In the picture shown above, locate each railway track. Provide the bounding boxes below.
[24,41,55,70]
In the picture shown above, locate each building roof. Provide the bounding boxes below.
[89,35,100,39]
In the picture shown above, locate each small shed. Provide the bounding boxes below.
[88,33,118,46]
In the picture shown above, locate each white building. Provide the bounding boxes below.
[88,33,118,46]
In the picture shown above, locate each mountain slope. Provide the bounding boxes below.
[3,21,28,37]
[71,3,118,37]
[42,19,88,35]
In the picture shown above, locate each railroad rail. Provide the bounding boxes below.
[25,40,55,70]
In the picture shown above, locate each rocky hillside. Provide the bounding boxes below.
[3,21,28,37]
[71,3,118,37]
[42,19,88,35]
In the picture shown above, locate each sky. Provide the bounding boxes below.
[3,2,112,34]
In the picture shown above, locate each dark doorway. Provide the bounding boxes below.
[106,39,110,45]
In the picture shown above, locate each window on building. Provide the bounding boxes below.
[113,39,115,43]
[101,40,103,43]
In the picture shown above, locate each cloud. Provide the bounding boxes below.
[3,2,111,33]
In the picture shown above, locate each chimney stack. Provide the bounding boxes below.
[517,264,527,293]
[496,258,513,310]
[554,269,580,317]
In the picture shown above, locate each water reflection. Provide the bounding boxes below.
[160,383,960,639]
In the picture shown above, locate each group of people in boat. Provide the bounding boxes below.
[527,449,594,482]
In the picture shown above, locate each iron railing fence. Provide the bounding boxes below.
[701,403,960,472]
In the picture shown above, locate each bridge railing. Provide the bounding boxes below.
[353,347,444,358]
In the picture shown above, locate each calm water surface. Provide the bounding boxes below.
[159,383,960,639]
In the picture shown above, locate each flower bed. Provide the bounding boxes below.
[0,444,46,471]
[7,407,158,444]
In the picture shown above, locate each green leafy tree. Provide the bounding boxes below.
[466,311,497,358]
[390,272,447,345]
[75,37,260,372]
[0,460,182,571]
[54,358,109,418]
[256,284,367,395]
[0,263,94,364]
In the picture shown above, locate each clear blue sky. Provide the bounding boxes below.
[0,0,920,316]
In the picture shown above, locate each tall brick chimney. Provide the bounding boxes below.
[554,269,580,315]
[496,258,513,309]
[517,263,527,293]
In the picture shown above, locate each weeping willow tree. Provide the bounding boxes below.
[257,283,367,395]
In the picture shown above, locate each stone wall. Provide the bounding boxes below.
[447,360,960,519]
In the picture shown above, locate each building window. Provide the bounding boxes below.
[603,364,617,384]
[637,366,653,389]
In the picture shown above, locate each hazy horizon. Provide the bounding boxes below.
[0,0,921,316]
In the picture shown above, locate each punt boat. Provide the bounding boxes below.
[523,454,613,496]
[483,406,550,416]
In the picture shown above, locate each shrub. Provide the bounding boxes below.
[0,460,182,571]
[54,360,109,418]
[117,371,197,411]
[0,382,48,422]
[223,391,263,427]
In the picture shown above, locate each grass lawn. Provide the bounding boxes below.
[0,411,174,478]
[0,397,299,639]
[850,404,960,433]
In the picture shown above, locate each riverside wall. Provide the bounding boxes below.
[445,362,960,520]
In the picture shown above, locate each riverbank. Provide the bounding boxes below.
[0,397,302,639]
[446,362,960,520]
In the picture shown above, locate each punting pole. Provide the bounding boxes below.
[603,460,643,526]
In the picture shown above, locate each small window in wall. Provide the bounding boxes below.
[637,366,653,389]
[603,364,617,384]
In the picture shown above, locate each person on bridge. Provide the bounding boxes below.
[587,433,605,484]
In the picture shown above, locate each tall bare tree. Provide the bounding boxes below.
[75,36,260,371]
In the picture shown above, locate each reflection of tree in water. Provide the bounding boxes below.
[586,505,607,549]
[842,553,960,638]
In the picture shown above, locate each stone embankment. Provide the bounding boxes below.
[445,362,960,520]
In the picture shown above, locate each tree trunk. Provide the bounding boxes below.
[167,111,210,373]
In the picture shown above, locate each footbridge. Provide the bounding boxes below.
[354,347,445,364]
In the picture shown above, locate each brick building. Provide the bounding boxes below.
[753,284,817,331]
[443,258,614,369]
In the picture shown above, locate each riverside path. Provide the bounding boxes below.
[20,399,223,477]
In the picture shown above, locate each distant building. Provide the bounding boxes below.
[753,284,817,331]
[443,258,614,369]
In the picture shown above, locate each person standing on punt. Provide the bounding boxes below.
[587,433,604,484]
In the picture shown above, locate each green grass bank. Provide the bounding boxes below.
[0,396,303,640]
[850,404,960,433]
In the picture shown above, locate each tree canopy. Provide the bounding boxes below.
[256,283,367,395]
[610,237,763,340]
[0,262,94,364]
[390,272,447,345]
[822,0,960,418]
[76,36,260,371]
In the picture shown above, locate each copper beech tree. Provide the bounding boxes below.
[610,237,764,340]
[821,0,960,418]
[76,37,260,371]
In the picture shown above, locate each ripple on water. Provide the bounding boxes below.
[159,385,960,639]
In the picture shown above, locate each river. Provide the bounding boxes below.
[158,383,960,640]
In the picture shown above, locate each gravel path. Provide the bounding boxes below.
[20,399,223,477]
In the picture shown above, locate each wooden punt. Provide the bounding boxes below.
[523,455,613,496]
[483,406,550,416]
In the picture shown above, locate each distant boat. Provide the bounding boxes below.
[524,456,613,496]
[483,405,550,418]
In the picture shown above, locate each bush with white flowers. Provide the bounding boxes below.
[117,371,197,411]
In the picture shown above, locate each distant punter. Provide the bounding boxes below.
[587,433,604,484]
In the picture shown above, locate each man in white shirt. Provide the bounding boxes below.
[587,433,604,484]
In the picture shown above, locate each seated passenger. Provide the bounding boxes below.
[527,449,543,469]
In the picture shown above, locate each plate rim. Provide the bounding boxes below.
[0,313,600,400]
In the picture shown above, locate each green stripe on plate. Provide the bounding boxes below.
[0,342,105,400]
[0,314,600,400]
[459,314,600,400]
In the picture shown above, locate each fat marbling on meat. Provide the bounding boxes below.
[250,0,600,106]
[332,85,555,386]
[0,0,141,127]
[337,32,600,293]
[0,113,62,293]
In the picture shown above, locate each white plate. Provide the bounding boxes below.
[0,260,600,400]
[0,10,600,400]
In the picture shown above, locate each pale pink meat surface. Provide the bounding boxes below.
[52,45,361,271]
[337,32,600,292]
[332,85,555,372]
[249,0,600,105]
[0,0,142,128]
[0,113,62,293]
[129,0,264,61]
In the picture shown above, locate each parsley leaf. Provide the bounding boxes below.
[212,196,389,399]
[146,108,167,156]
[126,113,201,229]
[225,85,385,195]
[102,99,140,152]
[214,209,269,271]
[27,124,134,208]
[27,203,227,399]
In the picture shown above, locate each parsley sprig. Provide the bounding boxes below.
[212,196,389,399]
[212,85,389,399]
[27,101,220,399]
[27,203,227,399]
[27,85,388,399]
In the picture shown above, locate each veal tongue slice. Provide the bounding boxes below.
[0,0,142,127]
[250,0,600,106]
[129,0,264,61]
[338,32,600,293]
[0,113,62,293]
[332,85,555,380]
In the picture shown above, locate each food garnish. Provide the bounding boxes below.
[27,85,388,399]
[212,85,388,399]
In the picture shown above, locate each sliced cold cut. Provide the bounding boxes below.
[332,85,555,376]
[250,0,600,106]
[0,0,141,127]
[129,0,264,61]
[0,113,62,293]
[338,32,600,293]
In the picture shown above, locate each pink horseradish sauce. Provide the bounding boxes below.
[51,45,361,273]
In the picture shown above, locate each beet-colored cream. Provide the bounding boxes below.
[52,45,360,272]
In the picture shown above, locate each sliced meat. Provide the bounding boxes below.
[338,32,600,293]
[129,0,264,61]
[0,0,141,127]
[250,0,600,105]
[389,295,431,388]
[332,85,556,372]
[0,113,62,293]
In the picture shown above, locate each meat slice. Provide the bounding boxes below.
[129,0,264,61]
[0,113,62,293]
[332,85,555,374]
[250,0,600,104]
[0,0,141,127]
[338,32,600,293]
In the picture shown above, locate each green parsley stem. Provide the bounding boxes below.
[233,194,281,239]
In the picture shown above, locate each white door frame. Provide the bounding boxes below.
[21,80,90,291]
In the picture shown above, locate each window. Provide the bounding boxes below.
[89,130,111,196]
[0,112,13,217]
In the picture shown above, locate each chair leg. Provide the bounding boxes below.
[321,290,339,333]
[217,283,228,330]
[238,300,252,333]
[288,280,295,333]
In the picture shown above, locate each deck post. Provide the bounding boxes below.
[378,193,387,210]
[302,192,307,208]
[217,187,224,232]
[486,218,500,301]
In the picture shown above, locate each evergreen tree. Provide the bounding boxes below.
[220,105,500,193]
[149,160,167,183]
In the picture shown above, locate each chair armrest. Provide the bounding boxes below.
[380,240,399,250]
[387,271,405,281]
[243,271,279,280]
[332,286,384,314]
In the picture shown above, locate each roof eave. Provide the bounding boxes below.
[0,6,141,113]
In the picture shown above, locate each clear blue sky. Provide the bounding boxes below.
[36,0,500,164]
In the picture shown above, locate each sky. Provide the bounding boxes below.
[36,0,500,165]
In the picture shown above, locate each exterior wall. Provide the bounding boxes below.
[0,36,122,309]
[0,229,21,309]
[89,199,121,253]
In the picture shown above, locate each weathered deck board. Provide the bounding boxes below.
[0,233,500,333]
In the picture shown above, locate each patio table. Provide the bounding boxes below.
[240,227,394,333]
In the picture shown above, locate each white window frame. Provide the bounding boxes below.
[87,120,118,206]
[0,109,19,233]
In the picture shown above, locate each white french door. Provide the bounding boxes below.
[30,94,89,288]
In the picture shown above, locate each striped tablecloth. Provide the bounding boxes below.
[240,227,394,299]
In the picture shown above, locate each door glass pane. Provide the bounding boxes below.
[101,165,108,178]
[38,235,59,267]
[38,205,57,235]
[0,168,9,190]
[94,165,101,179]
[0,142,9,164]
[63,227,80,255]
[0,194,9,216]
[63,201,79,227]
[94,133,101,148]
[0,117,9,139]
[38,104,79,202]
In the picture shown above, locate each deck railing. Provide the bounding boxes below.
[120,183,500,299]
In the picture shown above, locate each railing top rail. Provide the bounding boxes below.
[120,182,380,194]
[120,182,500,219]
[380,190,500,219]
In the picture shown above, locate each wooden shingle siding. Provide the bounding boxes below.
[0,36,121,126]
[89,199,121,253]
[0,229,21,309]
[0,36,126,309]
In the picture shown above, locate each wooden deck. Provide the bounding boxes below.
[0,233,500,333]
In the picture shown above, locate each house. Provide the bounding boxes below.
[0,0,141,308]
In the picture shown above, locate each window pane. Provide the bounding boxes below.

▬▬▬

Please convert the material starting at the line that contains "In the picture shown above, locate each pink" and ending at the line that contains "[288,280,295,333]", both included, into a JSON list of strings, one string per line, leaving out blank lines.

### Result below
[
  "In the picture shown above, locate each pink horseradish sauce. Provide the bounding boxes below.",
  "[51,45,361,273]",
  "In the picture shown above, locate each beet-colored cream. Provide the bounding boxes below.",
  "[52,45,360,272]",
  "In the picture shown above, locate each sliced meat. Provide the bounding boxes below.",
  "[338,32,600,293]",
  "[129,0,264,61]",
  "[0,0,141,127]",
  "[250,0,600,105]",
  "[389,295,431,388]",
  "[332,85,556,372]",
  "[0,113,62,293]",
  "In the picture shown above, locate each meat slice. Provide the bounding boxes below.",
  "[129,0,264,61]",
  "[0,113,62,293]",
  "[332,85,555,374]",
  "[250,0,600,104]",
  "[0,0,141,127]",
  "[338,32,600,293]",
  "In the picture shown above, locate each green parsley stem. Provide the bounding boxes below.",
  "[233,194,281,239]",
  "In the picture shown above, locate each white door frame. Provide the bounding boxes below.",
  "[21,80,90,291]",
  "In the picture shown above, locate each window. Provide the bounding boxes below.",
  "[89,130,111,196]",
  "[0,112,13,217]",
  "In the picture shown above, locate each chair leg. Provide the bounding boxes below.",
  "[321,290,339,333]",
  "[217,283,228,330]",
  "[238,300,252,333]",
  "[288,280,295,333]"
]